→ The task: Rewrite the rows below as a numbered list, one line per number, and skip any blank lines.

-- start of Data for this exercise --

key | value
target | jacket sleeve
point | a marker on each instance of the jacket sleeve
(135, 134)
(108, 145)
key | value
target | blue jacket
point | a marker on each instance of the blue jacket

-- end of Data for this exercise --

→ Answer for the task:
1. key | value
2. target | jacket sleeve
3. point | a marker on each instance of the jacket sleeve
4. (135, 134)
5. (108, 145)
6. key | value
7. target | blue jacket
8. point | a marker on each instance of the blue jacket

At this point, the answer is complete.